Excerpt from a dataset:
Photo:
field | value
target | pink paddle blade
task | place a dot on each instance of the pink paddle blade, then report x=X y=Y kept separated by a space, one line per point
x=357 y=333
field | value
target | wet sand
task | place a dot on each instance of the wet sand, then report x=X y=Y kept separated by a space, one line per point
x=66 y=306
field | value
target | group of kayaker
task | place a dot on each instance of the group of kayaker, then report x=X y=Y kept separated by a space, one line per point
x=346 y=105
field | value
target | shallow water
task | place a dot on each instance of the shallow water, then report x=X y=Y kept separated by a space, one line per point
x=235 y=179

---

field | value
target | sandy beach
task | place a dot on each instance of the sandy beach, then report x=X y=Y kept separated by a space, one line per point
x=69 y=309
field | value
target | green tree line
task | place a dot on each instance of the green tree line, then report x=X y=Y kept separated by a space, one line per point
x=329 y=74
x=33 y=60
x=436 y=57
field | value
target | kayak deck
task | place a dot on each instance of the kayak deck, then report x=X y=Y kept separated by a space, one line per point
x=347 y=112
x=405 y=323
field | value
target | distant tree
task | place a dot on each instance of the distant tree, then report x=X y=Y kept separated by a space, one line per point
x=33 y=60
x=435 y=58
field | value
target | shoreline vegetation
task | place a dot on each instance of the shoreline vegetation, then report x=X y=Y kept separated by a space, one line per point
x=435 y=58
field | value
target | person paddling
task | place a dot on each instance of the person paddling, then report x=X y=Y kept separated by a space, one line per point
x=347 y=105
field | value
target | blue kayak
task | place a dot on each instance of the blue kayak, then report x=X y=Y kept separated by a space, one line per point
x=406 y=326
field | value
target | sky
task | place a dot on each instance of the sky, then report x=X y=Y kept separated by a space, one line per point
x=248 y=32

...

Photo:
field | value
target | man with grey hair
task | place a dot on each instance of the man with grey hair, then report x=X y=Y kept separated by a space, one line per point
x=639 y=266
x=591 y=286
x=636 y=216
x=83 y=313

Requirements
Please identify every line in the records above that contains the word "green" and copy each one. Case counts.

Completed task
target | green tree line
task | place a dot on each instance of the green tree line, then report x=X y=Y kept separated by a space, one line per point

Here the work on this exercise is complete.